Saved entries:
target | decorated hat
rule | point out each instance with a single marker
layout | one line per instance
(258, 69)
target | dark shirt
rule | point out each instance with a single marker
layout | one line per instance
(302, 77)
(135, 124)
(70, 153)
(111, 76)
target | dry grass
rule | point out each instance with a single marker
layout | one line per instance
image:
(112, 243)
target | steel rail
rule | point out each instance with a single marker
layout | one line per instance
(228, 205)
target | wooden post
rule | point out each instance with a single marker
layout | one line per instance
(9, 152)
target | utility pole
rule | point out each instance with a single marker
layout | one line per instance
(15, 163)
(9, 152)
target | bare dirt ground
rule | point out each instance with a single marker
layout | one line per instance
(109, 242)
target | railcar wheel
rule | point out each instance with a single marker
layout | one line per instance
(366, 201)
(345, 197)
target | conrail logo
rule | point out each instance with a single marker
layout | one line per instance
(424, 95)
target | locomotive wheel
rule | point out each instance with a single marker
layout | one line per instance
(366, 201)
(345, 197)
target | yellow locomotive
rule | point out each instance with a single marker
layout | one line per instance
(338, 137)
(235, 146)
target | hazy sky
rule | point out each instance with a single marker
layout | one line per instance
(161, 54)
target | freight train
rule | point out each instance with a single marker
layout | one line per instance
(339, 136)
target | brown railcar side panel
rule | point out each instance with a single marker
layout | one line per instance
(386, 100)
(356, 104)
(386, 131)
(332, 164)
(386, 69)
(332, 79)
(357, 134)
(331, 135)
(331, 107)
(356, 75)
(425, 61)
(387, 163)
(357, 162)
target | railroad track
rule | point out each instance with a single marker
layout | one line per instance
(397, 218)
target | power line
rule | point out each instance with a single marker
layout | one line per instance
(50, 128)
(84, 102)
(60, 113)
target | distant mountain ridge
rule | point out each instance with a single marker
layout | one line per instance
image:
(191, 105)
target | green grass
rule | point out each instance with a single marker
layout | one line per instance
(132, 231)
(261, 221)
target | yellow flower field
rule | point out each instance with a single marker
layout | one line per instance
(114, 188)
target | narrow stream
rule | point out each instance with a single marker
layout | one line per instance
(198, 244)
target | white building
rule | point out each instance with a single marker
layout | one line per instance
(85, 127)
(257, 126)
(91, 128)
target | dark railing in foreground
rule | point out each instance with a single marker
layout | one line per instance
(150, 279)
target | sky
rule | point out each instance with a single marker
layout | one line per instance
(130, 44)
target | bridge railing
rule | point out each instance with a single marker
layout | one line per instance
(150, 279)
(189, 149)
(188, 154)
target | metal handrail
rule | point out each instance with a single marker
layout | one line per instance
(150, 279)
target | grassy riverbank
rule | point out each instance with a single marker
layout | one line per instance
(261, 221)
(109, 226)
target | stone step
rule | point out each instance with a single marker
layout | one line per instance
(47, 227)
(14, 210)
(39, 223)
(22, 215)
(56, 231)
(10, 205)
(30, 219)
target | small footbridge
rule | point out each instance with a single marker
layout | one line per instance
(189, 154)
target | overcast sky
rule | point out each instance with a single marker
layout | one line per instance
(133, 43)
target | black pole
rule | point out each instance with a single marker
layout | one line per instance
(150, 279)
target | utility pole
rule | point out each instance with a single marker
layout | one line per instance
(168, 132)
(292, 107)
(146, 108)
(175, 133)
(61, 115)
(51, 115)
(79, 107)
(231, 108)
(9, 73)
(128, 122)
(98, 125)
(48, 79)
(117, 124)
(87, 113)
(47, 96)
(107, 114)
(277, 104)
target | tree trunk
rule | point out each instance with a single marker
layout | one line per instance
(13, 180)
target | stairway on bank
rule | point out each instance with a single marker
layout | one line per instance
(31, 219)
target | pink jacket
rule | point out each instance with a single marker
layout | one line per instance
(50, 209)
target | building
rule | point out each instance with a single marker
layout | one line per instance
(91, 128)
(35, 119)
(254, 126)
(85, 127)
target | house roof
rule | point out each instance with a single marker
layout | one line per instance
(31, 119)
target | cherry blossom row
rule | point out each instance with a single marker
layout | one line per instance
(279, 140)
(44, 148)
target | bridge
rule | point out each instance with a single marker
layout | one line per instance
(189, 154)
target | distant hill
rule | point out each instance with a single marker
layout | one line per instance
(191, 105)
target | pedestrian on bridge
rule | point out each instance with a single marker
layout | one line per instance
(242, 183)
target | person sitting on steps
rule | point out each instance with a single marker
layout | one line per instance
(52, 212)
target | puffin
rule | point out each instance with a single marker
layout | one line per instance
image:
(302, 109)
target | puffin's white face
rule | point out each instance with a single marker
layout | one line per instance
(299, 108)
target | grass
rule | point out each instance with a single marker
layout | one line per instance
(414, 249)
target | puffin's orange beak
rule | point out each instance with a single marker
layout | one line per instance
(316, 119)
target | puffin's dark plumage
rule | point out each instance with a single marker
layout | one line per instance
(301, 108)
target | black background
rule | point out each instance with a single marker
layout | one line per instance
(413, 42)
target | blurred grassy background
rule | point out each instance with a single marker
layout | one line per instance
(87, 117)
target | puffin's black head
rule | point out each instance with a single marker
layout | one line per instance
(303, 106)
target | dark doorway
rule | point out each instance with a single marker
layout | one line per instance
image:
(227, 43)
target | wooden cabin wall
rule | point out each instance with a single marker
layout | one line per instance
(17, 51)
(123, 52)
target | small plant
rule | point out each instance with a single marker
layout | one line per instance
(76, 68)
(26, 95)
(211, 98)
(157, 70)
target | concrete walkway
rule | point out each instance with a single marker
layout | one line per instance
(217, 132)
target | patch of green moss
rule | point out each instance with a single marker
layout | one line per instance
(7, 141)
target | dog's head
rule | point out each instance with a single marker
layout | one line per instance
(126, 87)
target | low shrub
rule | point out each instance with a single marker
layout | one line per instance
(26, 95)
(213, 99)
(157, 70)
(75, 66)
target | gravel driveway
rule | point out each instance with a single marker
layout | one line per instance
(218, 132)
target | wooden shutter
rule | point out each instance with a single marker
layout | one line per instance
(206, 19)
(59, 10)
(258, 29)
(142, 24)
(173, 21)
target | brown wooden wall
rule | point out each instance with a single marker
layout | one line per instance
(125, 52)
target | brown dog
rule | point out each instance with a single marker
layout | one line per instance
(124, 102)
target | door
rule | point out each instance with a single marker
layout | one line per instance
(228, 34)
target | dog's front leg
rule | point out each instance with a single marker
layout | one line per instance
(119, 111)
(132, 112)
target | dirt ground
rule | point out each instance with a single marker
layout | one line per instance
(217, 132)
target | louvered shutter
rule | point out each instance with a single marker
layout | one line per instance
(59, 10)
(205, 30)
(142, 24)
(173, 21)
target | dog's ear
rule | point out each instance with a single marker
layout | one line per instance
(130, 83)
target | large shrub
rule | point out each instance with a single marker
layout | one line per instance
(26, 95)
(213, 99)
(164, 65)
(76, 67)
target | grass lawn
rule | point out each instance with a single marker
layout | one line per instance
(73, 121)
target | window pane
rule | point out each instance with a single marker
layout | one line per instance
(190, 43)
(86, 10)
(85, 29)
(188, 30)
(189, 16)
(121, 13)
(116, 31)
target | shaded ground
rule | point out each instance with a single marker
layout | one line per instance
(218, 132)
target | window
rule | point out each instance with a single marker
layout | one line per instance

Short task | Return every record above exactly as it appears.

Written answer |
target | decorated hat
rule | point out each instance with a single marker
layout | one line per instance
(258, 69)
target | dark shirt
rule | point out each instance with a single marker
layout | one line per instance
(302, 77)
(135, 124)
(70, 153)
(111, 76)
target | dry grass
rule | point out each instance with a single marker
layout | one line per instance
image:
(112, 243)
target | steel rail
rule | point out each instance with a single marker
layout | one line per instance
(228, 205)
target | wooden post
rule | point out each instance with a single marker
layout | one line per instance
(9, 152)
target | utility pole
rule | point out each instance with a single marker
layout | one line per instance
(15, 163)
(9, 152)
target | bare dirt ground
rule | point out each instance with a single marker
layout | one line per instance
(109, 242)
target | railcar wheel
rule | point out each instance with a single marker
layout | one line per instance
(366, 201)
(345, 197)
target | conrail logo
rule | point out each instance with a single marker
layout | one line per instance
(424, 95)
target | locomotive wheel
rule | point out each instance with a single marker
layout | one line per instance
(366, 201)
(345, 197)
target | yellow locomotive
rule | point out each instance with a single marker
layout | one line per instance
(338, 137)
(235, 146)
target | hazy sky
rule | point out each instance with a single marker
layout | one line per instance
(161, 54)
target | freight train
rule | point out each instance with a single marker
layout | one line per instance
(339, 136)
target | brown railcar side panel
rule | point out each instance with a single marker
layout | one line per instance
(386, 100)
(356, 104)
(386, 131)
(332, 164)
(386, 69)
(332, 79)
(357, 134)
(331, 135)
(331, 107)
(356, 75)
(425, 61)
(387, 163)
(357, 162)
target | railroad track
rule | point out each instance with a single marker
layout | one line per instance
(397, 218)
target | power line
rule | point out each instance with a single marker
layout | one line per instance
(50, 128)
(84, 102)
(60, 113)
target | distant mountain ridge
rule | point out each instance with a single marker
layout | one line per instance
image:
(191, 105)
target | green grass
rule | point out each instance with a single marker
layout | one line per instance
(132, 231)
(261, 221)
target | yellow flower field
rule | point out each instance with a single marker
layout | one line per instance
(114, 188)
target | narrow stream
rule | point out each instance with a single marker
layout | one line per instance
(198, 244)
target | white building
rule | point out each instance with a single marker
layout | one line per instance
(85, 127)
(257, 126)
(91, 128)
target | dark railing in foreground
rule | point out each instance with a single marker
layout | one line per instance
(150, 279)
target | sky
rule | point out each instance with a single marker
layout | one line per instance
(130, 44)
target | bridge railing
rule | point out each instance with a single marker
layout | one line per instance
(150, 279)
(189, 149)
(188, 154)
target | metal handrail
rule | point out each instance with a single marker
layout | one line per instance
(150, 279)
target | grassy riverbank
rule | point out each instance with a single marker
layout | one line per instance
(261, 221)
(109, 226)
target | stone step
rule | point out each instance with a single marker
layout | one line per instance
(47, 227)
(14, 210)
(39, 223)
(22, 215)
(56, 231)
(10, 205)
(30, 219)
target | small footbridge
rule | point out each instance with a single marker
layout | one line per instance
(189, 154)
target | overcast sky
rule | point out each instance with a single marker
layout | one line per instance
(133, 43)
target | black pole
rule | point out each instance with a single marker
layout | one line per instance
(150, 279)
target | utility pole
rule | point out each instance with a single marker
layout | one line per instance
(168, 132)
(292, 107)
(146, 108)
(175, 133)
(61, 115)
(51, 115)
(79, 107)
(231, 108)
(9, 73)
(128, 122)
(98, 125)
(48, 79)
(117, 124)
(87, 113)
(47, 96)
(107, 114)
(277, 104)
target | tree trunk
rule | point out each instance with a single marker
layout | one line per instance
(13, 180)
target | stairway on bank
rule | point out each instance with a single marker
layout | one line per instance
(31, 219)
target | pink jacket
rule | point out each instance with a single marker
layout | one line per instance
(50, 209)
target | building
rule | point out each instance with a single marker
layout | one line per instance
(91, 128)
(35, 119)
(254, 126)
(85, 127)
target | house roof
rule | point out each instance with a single marker
layout | one line per instance
(31, 119)
target | cherry blossom row
rule | point out each instance with a single marker
layout | one line per instance
(279, 140)
(44, 148)
target | bridge
rule | point out each instance with a single marker
layout | one line per instance
(189, 154)
target | distant hill
rule | point out each instance with a single marker
layout | one line per instance
(191, 105)
target | pedestrian on bridge
rule | point out each instance with a single marker
layout | one line per instance
(242, 183)
target | person sitting on steps
rule | point out each instance with a single marker
layout | one line per instance
(52, 212)
target | puffin
rule | point out each instance with a single marker
layout | one line per instance
image:
(302, 109)
target | puffin's white face
rule | point out each instance with a single marker
layout | one line per instance
(299, 108)
target | grass
rule | point out each instance with a single marker
layout | one line per instance
(414, 249)
target | puffin's orange beak
rule | point out each instance with a single marker
layout | one line per instance
(316, 119)
target | puffin's dark plumage
rule | point out each instance with a single marker
layout | one line per instance
(301, 108)
target | black background
rule | point out each instance with a single marker
layout | one line per instance
(413, 42)
target | blurred grassy background
rule | point out each instance with a single marker
layout | one line per instance
(87, 117)
target | puffin's black head
rule | point out each instance with a single marker
layout | one line per instance
(303, 106)
target | dark doorway
rule | point out each instance with a single marker
layout | one line per instance
image:
(227, 43)
target | wooden cabin wall
rule | point out each instance with a single marker
layout | one line per instance
(17, 51)
(123, 52)
target | small plant
rule | point out each instance with a single marker
layout | one line per instance
(76, 68)
(26, 95)
(211, 98)
(157, 70)
target | concrete walkway
rule | point out each instance with a single marker
layout | one line per instance
(217, 132)
target | patch of green moss
rule | point out each instance with a single marker
layout | one line per instance
(7, 141)
target | dog's head
rule | point out each instance with a single marker
layout | one line per instance
(126, 87)
target | low shrub
rule | point out each instance with a single marker
layout | one line per instance
(26, 95)
(213, 99)
(157, 70)
(75, 66)
target | gravel driveway
rule | point out each instance with a single marker
layout | one line per instance
(218, 132)
target | wooden shutter
rule | point out each instance with a single marker
layout | one line per instance
(206, 19)
(59, 10)
(258, 29)
(142, 24)
(173, 21)
target | brown wooden wall
rule | point out each instance with a single marker
layout | one line per instance
(125, 52)
target | brown dog
rule | point out each instance with a single marker
layout | one line per instance
(124, 102)
target | door
rule | point out each instance with a single marker
layout | one line per instance
(228, 34)
target | dog's front leg
rule | point out each instance with a single marker
layout | one line per instance
(119, 111)
(132, 112)
target | dirt ground
rule | point out each instance with a single marker
layout | one line per instance
(217, 132)
target | louvered shutter
rule | point out each instance with a single marker
layout | one line per instance
(59, 10)
(205, 30)
(142, 24)
(173, 21)
target | dog's ear
rule | point out each instance with a single marker
layout | one line per instance
(130, 83)
target | large shrub
rule | point out each instance with a single marker
layout | one line per instance
(26, 95)
(213, 99)
(164, 65)
(76, 67)
target | grass lawn
rule | point out each instance with a single marker
layout | one line per instance
(73, 121)
target | window pane
rule | point out each instance with a single marker
layout | one line per instance
(190, 43)
(86, 10)
(85, 29)
(188, 30)
(189, 16)
(121, 13)
(116, 31)
target | shaded ground
rule | point out each instance with a single marker
layout | one line per instance
(218, 132)
target | window
rule | point out each instance with a single marker
layout | one line per instance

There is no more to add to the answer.